## START
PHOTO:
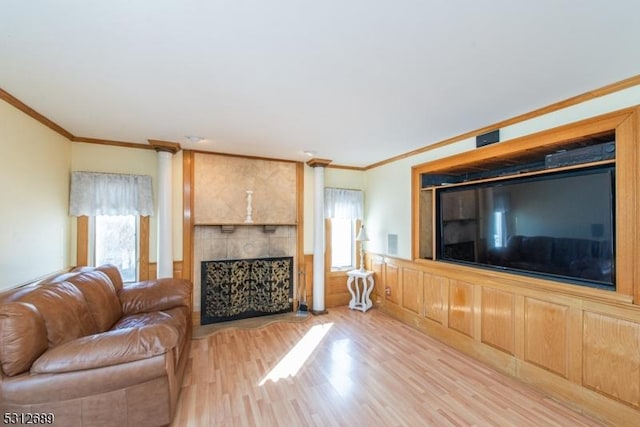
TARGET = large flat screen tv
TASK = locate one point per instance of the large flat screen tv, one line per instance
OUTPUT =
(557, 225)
## END
## START
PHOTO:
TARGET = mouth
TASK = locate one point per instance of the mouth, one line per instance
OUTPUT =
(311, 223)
## END
### DIRECTIVE:
Please report how many lines of the listing above contain the word "point", with case counting. Give only the number.

### SOLUTION TO THE PROBLEM:
2